▶ [Given request]: Pull out each line in the rows below that contains the word "metal" and copy it whole. Case counts.

▶ [The records]:
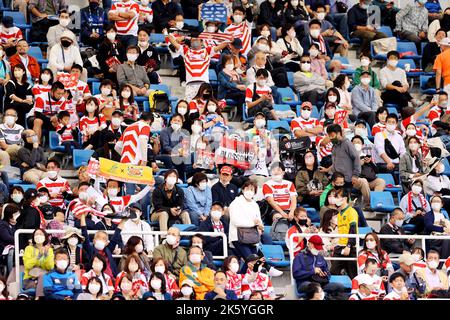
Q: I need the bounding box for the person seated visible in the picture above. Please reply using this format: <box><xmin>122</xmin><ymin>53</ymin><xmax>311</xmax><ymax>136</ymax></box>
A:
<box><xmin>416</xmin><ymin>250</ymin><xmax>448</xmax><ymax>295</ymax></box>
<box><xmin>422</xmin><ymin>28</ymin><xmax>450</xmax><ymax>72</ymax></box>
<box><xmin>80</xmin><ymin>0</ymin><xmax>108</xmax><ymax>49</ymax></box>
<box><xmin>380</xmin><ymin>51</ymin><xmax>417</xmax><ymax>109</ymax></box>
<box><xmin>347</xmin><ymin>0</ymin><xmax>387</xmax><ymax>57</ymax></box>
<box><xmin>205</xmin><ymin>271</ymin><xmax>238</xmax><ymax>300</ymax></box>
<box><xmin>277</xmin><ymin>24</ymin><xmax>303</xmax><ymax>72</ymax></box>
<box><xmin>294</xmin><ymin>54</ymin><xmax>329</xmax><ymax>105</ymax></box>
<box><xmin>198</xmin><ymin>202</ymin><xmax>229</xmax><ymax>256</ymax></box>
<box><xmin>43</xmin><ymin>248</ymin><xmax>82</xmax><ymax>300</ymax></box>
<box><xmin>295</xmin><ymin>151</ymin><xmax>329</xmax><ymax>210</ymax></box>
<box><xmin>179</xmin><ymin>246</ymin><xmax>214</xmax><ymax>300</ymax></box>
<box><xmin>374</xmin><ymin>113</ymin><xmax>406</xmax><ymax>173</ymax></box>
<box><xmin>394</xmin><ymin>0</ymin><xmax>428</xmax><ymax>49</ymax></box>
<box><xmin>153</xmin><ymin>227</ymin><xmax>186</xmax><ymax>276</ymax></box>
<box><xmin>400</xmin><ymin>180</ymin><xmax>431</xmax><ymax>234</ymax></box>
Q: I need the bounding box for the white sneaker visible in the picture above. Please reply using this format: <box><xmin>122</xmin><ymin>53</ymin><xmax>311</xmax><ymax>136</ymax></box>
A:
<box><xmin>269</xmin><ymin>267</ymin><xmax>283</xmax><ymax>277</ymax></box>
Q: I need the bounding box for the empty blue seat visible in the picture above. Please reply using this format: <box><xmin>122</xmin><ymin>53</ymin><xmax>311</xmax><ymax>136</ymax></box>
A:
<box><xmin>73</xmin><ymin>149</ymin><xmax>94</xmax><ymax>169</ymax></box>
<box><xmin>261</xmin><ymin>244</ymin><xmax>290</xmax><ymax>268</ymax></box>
...
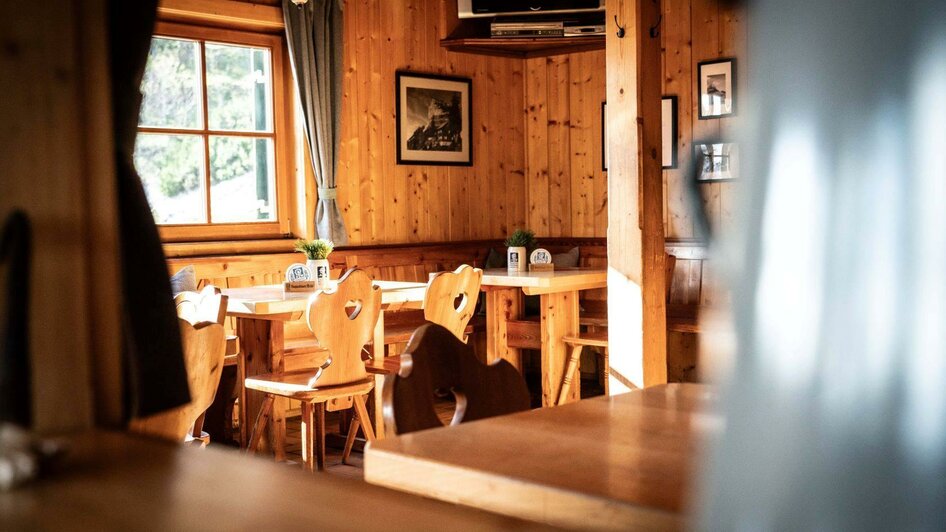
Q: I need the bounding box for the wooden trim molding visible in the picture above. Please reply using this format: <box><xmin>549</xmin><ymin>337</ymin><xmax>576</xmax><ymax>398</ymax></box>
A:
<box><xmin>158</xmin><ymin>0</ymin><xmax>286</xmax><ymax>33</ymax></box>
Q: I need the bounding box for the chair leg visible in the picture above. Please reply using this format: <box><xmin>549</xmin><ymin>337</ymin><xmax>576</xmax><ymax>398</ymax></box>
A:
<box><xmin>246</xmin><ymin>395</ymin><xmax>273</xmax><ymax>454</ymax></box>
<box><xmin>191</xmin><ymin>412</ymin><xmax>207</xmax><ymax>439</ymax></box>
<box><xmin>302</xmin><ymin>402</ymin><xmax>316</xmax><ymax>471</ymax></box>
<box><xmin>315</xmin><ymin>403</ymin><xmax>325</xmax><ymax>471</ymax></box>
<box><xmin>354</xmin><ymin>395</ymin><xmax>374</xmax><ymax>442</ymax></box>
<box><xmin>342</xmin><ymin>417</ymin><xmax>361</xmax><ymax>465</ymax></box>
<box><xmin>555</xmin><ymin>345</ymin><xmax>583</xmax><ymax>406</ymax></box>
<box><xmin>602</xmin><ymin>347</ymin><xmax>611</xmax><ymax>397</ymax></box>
--
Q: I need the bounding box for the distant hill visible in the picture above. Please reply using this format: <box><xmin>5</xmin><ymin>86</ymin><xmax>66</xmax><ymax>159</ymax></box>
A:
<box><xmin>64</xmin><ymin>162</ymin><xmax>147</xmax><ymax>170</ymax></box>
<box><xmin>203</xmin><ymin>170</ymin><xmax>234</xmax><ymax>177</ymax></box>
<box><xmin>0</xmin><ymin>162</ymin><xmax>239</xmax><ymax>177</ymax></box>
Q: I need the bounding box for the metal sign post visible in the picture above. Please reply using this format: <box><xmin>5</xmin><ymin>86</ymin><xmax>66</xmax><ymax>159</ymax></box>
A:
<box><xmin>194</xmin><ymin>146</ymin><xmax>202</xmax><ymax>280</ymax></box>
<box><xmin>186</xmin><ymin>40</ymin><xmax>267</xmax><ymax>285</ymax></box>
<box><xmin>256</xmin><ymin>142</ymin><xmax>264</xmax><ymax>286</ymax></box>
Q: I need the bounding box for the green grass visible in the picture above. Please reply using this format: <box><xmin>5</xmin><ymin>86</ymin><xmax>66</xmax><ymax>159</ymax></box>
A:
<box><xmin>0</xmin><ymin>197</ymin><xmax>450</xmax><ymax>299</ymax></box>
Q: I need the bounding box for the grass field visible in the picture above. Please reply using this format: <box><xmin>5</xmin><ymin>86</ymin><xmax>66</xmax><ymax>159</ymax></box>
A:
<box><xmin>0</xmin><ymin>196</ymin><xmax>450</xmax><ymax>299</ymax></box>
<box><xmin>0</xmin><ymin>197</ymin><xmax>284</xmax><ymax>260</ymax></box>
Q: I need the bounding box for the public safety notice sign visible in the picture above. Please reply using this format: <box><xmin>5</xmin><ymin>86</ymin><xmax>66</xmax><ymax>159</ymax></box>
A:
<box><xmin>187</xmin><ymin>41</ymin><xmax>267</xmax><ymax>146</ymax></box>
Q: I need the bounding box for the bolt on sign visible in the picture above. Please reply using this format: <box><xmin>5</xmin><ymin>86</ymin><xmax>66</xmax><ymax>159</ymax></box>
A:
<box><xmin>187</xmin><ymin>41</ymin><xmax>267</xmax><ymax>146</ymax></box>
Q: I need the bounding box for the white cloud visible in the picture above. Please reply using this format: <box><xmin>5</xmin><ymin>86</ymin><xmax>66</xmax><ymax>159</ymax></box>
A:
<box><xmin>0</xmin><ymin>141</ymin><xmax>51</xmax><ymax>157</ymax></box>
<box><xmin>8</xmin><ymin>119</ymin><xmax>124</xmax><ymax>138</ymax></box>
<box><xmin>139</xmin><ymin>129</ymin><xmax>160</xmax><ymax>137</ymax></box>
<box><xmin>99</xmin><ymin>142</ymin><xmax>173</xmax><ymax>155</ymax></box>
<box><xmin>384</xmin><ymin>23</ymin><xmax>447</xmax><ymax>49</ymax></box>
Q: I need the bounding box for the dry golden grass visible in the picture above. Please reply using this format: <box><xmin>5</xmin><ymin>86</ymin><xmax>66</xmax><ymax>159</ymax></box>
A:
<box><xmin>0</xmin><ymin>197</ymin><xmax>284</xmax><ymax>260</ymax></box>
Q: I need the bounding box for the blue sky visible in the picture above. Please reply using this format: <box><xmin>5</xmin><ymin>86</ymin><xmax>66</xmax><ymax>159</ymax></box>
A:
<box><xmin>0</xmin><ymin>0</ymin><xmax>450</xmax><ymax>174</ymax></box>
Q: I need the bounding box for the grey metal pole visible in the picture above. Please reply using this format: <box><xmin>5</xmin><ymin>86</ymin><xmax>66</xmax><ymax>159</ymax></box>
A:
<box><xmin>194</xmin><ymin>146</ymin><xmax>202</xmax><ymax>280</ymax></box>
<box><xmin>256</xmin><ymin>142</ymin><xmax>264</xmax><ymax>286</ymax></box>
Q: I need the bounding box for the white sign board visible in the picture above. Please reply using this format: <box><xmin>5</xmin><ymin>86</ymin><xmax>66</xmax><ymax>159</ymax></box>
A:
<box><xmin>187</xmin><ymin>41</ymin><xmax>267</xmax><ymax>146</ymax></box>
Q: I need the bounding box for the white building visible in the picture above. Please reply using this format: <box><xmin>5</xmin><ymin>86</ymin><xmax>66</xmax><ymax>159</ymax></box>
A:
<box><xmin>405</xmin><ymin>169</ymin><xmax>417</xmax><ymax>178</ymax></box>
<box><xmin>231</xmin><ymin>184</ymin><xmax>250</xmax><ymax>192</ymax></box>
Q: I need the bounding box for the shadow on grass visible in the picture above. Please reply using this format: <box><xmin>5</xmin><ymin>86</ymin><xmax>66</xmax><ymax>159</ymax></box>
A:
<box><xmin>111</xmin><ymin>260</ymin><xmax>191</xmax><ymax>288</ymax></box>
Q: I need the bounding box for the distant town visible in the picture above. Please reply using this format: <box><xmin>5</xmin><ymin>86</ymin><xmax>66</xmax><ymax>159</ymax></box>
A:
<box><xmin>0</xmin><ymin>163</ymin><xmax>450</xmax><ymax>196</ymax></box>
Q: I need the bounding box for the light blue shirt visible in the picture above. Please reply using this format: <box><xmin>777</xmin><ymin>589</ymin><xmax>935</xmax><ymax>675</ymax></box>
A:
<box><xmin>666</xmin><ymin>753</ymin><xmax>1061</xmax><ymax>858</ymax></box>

▶ [Finished exercise]:
Q: I need the bounding box for the metal sign post visible in the picture above. Please reply using this format: <box><xmin>5</xmin><ymin>86</ymin><xmax>66</xmax><ymax>159</ymax></box>
Q: I need the bounding box for the grey metal pole visible in the picture above. Please reply using this format: <box><xmin>5</xmin><ymin>86</ymin><xmax>66</xmax><ymax>159</ymax></box>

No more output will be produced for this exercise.